Conhecido da polícia e dos moradores da cidade pelo histórico do envolvimento em crimes de execução, João Carlos Epaminondas chegou a passar vários anos preso. Recentemente estava cumprindo prisão domiciliar, mas acabou ganhando a liberdade no fim do mês de janeiro. Isso porque no dia do seu julgamento as testemunhas não comparecerem ao Fórum, pois não haviam sido notificadas. A Justiça, então, acabou concedendo a liberdade ao acusado.
Fontes da polícia acreditam que a morte de João Carlos, conhecido como Galeguinho de João de Tonhé, foi uma forma de vingança relacionada às muitas mortes que ele teria praticado nos anos de 1990 em Serra Talhada. O cidadão, que já chegou a trocar tiros com PMs e confessou a morte de um homem que teria matado seu pai num assalto, estava com novo julgamento marcado para junho deste ano. “Acreditamos que só estavam esperando ele aparecer na rua para matá-lo. Esse homem já assassinou muita gente e as famílias estão se vingando”, contou um policial em reserva.
Memória
Brigas de família no interior do estado
Exu
A terra de Luiz Gonzaga, no Sertão, foi palco por mais de 30 anos de uma guerra política entre famílias. Os moradores viveram décadas de medo devido às lutas entre as famílias Alencar e Sampaio. Mais de 40 mortes foram registradas durante o conflito, que só acabou depois de muitos acordos de paz frustrados. O alvo da briga entre os clãs era o poder político da cidade.

◆ PARTES DO EXERCÍCIO ◆
(a) Transcreva do trecho sobre João Carlos Epaminondas tudo o que vai de "Conhecido da polícia" até "liberdade ao acusado.".
(b) Escreva a continuação do trecho sobre João Carlos Epaminondas a partir da última frase apresentada.
Os dados não têm nenhuma relação com o trecho sobre João Carlos Epaminondas.

◆ ENTRADAS DE DADOS ◆
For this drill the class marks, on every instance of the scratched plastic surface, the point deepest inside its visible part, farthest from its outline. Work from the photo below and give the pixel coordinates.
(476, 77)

---

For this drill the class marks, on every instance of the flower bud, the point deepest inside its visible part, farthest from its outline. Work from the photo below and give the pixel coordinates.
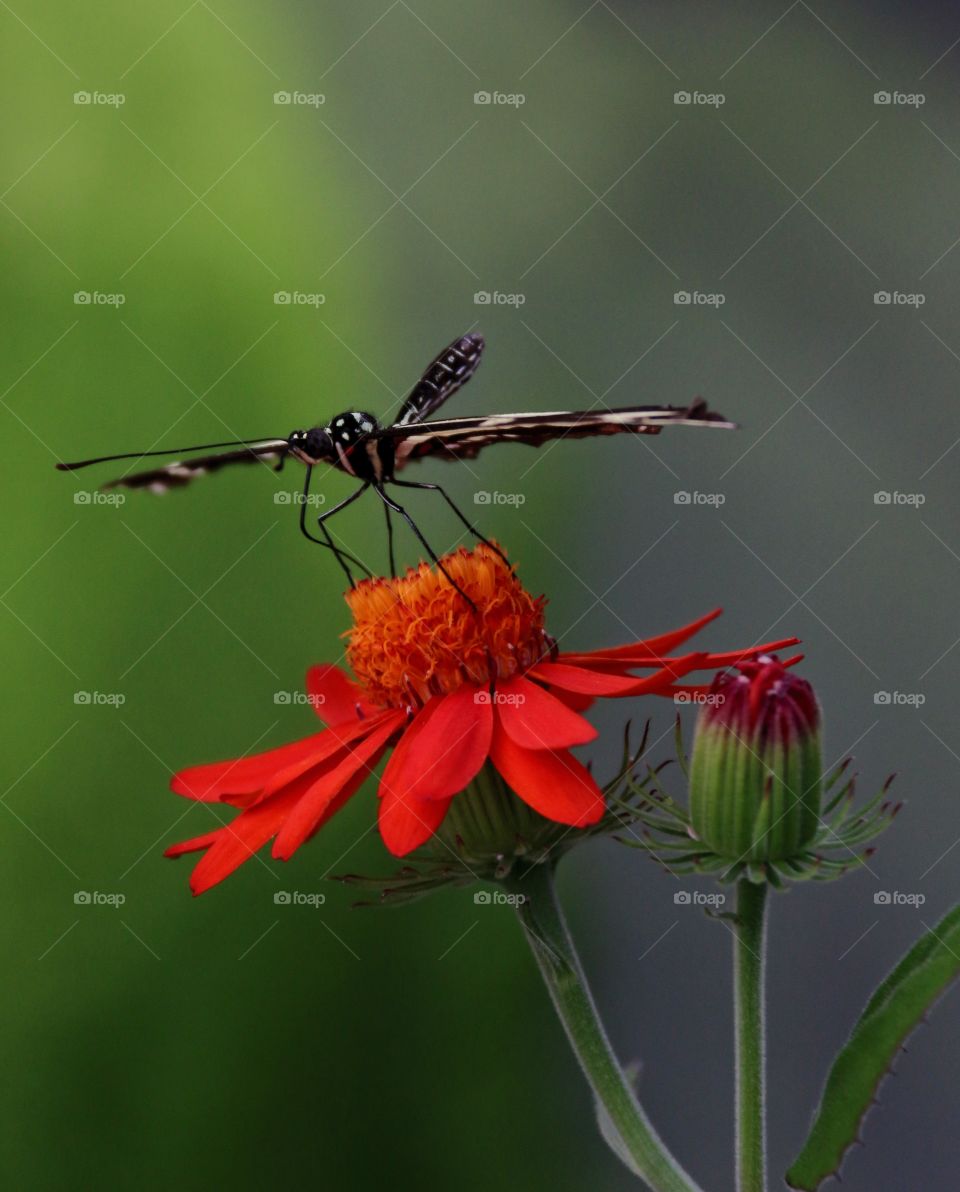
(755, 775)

◆ RESULTADOS DO EXERCÍCIO ◆
(a)
Conhecido da polícia e dos moradores da cidade pelo histórico do envolvimento em crimes de execução, João Carlos Epaminondas chegou a passar vários anos preso. Recentemente estava cumprindo prisão domiciliar, mas acabou ganhando a liberdade no fim do mês de janeiro. Isso porque no dia do seu julgamento as testemunhas não comparecerem ao Fórum, pois não haviam sido notificadas. A Justiça, então, acabou concedendo a liberdade ao acusado.

(b)
Cabrobó
Numa guerra que durou 14 anos no Sertão, um total de 150 pessoas foram assassinadas entre as cidades de Cabrobó e Belém de São Francisco. Cinco famílias disputavam o poder na região e os membros acabaram pedindo ajuda da Justiça para encerrar com a matança.
Floresta
Outro caso no Sertão do estado é a guerra entre as famílias Ferraz e Novaes, em Floresta. A rixa teve início em 1913 pela disputa do poder. Depois de alguns anos de paz, os assassinatos voltaram nos anos 1990. Em 1992, o prefeito Francisco Ferraz Novaes foi morto.
Itaíba
O município do Agreste, onde em outubro de 2013 foi morto o promotor de Justiça Thiago Faria Soares, ganhou fama nos anos 2000 por ter um Triângulo da Pistolagem, motivado por disputas de terra. O fazendeiro José Maria Pedro Rosendo Barbosa, apontado como o mandante da morte do promotor, também foi acusado de mandar matar, em 1990, o prefeito de Águas Belas, Hildebrando Lima.